● **WHAT THIS TASK INVOLVES**
Go through the data below and retype all of it exactly.

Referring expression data

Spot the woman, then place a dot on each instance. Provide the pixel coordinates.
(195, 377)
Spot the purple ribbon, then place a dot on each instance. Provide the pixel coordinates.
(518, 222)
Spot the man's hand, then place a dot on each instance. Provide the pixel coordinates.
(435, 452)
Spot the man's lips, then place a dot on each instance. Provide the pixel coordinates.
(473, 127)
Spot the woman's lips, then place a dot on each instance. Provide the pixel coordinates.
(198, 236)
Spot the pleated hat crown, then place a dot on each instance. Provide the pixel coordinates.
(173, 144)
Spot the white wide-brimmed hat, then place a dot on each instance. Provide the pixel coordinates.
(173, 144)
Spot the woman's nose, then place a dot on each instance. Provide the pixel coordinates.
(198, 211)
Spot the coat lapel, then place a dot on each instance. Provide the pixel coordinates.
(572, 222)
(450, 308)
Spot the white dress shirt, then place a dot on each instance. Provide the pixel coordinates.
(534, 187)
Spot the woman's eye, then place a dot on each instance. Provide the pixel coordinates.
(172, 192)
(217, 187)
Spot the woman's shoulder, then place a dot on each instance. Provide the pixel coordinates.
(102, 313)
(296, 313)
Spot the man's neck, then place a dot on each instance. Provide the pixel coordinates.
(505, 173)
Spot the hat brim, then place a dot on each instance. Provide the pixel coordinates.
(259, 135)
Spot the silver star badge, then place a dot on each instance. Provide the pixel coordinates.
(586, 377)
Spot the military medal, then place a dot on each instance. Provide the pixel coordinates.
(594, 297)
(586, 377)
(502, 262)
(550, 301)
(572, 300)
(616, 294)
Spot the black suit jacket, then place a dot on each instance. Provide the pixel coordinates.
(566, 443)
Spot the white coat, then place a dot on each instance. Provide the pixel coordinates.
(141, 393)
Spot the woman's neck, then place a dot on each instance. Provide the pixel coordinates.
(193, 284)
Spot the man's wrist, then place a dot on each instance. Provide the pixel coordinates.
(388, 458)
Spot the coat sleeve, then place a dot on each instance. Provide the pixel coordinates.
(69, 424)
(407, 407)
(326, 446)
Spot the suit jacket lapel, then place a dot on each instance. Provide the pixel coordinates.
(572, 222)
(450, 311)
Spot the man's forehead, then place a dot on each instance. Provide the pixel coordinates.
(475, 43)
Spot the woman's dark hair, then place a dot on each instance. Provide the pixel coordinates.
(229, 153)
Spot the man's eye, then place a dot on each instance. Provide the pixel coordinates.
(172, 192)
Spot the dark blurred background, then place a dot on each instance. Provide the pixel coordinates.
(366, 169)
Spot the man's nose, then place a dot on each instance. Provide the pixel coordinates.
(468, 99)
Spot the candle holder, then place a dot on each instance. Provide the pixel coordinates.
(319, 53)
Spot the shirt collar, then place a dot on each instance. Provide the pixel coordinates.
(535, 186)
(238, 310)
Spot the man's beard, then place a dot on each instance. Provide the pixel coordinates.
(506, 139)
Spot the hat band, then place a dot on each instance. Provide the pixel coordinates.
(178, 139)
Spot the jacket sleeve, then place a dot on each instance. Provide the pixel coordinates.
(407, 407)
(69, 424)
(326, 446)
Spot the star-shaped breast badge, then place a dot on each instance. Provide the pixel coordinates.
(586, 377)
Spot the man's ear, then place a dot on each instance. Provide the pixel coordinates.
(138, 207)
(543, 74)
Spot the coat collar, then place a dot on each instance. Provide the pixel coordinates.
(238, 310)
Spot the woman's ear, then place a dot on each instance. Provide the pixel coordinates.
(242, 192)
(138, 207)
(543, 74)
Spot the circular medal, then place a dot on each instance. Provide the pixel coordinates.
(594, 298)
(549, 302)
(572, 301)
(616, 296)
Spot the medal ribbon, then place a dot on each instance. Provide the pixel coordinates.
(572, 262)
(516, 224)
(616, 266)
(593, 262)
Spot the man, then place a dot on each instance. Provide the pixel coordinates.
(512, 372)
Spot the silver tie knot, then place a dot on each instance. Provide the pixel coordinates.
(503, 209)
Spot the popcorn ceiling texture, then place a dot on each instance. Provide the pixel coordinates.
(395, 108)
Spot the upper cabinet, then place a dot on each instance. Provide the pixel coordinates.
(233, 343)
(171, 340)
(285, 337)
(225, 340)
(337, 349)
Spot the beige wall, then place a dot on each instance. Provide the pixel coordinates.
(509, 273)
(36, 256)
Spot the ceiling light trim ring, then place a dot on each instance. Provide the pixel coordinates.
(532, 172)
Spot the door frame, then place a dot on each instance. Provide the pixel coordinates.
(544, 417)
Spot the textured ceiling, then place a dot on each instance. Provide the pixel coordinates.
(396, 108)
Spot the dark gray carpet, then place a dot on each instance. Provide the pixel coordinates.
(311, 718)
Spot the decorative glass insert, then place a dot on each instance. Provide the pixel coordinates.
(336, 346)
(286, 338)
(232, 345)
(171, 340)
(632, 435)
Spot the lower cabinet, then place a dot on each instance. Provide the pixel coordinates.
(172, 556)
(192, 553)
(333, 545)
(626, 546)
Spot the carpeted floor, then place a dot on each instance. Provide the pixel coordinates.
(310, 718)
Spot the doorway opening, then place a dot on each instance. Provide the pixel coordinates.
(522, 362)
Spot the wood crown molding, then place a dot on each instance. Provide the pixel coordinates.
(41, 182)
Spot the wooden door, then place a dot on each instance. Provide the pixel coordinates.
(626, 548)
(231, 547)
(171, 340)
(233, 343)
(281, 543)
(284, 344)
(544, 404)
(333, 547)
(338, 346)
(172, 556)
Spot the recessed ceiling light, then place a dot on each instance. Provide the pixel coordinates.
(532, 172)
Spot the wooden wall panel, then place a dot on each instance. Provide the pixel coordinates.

● **EXERCISE SOLUTION**
Spot the woman, then place a dot on each instance. Provide the pixel coordinates.
(195, 377)
Spot the purple ribbon, then place a dot on each instance. Provide the pixel coordinates.
(518, 222)
Spot the man's hand, then place a dot on each instance. Provide the pixel coordinates.
(435, 452)
Spot the man's lips, then place a dot on each instance. Provide the pixel coordinates.
(473, 127)
Spot the woman's lips, then place a dot on each instance. Provide the pixel coordinates.
(198, 236)
Spot the pleated hat crown, then place a dot on each instance. Provide the pixel coordinates.
(173, 144)
Spot the white wide-brimmed hat, then place a dot on each instance. Provide the pixel coordinates.
(173, 144)
Spot the woman's nose, then place a dot on each instance. Provide the pixel coordinates.
(198, 211)
Spot the coat lapel, then place a dot on each instance. Provide the pixel coordinates.
(572, 222)
(450, 308)
Spot the white dress shirt, then place a dot on each instance. Provide the pixel coordinates.
(534, 187)
Spot the woman's eye, then place a dot on each instance. Provide the pixel coordinates.
(172, 192)
(217, 187)
Spot the woman's shoulder, then place a dot on each instance. Provide the pixel coordinates.
(102, 313)
(296, 313)
Spot the man's neck, then place a dot on each instance. Provide the pixel coordinates.
(505, 173)
Spot the hat brim, then place a dot on each instance. Provide the pixel coordinates.
(259, 135)
Spot the silver star badge, then place a dot on each instance. Provide the pixel coordinates.
(586, 377)
Spot the military medal, then place a dot on each instance. Provide the pixel coordinates.
(594, 297)
(586, 377)
(502, 262)
(550, 301)
(572, 300)
(616, 294)
Spot the black suit jacket, then place a dot on each instance. Provide the pixel coordinates.
(566, 443)
Spot the white coat, then place a dot on each instance. Provide the pixel coordinates.
(141, 393)
Spot the woman's neck, then place a dot on each instance. Provide the pixel coordinates.
(193, 284)
Spot the man's wrist, then place a dot on each instance. Provide the pixel coordinates.
(388, 458)
Spot the coat sleeve, then place a dot on each instance. Provide the pixel coordinates.
(69, 424)
(407, 407)
(326, 446)
Spot the suit jacket lapel, then place a dot on each instance. Provide the pixel coordinates.
(572, 222)
(450, 311)
Spot the man's forehead, then place a dot on each instance. Provide the pixel coordinates.
(475, 43)
Spot the woman's dark hair, then place a dot on each instance. Provide the pixel coordinates.
(229, 153)
Spot the man's eye, then place a dot on each instance. Provide the pixel coordinates.
(172, 192)
Spot the dark blurred background, then place a dot on each instance. Provide the pixel coordinates.
(366, 169)
Spot the man's nose, then place a dot on each instance. Provide the pixel coordinates.
(468, 99)
Spot the candle holder, then place a dot on each instance. Provide the pixel coordinates.
(319, 53)
Spot the shirt collar, then place a dot on each instance. Provide the pixel coordinates.
(535, 186)
(238, 310)
Spot the man's beard, then place a dot on each instance. Provide the pixel coordinates.
(506, 139)
Spot the hat band, then place a dot on each instance. Provide the pixel coordinates.
(178, 139)
Spot the jacket sleeve, then place a dot on each instance. Provide the pixel coordinates.
(407, 407)
(69, 424)
(326, 446)
Spot the star-shaped breast badge, then place a dot on each instance. Provide the pixel coordinates.
(586, 377)
Spot the man's ear, then place a dot on each instance. Provide the pixel coordinates.
(138, 207)
(543, 74)
Spot the coat collar, then place a dot on each instance. Provide the pixel coordinates.
(238, 310)
Spot the woman's ear, then place a dot on each instance. Provide the pixel coordinates.
(242, 192)
(138, 207)
(543, 74)
Spot the circular medal, then place a dot on each instance. Provide the pixel coordinates.
(594, 298)
(549, 302)
(572, 301)
(616, 296)
Spot the medal ribbon, then place a dot on each instance. Provide the pixel coordinates.
(572, 262)
(516, 224)
(616, 266)
(593, 262)
Spot the man, then place a dot on each instance. Provide the pixel coordinates.
(512, 372)
Spot the silver tie knot, then place a dot on each instance. Provide the pixel coordinates.
(503, 209)
Spot the popcorn ceiling texture, then place a dot on each instance. Provide the pixel coordinates.
(395, 108)
Spot the upper cabinet, then place a dot on each instance. Provide the pixel coordinates.
(233, 343)
(171, 340)
(285, 337)
(225, 340)
(337, 349)
Spot the beige wall, then place a dot on each instance. Provide the pixel coordinates.
(509, 273)
(36, 256)
Spot the ceiling light trim ring, then place a dot on each instance. Provide the pixel coordinates.
(532, 172)
Spot the door frame, then place a dot on each instance. Provide the pixel coordinates.
(544, 417)
Spot the textured ceiling, then place a dot on each instance. Provide the pixel coordinates.
(396, 108)
Spot the dark gray carpet, then place a dot on each instance. Provide the pixel coordinates.
(311, 718)
Spot the decorative glass insert, then place a dot on each instance. Provide the pixel coordinates.
(336, 346)
(286, 338)
(232, 345)
(171, 340)
(632, 435)
Spot the lower cabinet, then place a dot on each instance. Provide the pixel coordinates.
(172, 556)
(192, 553)
(333, 545)
(626, 546)
Spot the carpeted floor, then place a dot on each instance. Provide the pixel coordinates.
(310, 718)
Spot the doorway opening, then place a dot on each instance. Provide the pixel coordinates.
(522, 362)
Spot the wood crown molding, then place a dot on each instance. Provide the pixel coordinates.
(41, 182)
Spot the wooden door, then place a dot on each instance. Provide the pixel coordinates.
(626, 548)
(231, 547)
(171, 340)
(233, 343)
(281, 543)
(284, 344)
(544, 404)
(333, 547)
(338, 346)
(172, 556)
Spot the recessed ceiling light, then place a dot on each instance. Provide the pixel coordinates.
(532, 172)
Spot the wooden wall panel, then place a dot on each instance. Provide the pixel coordinates.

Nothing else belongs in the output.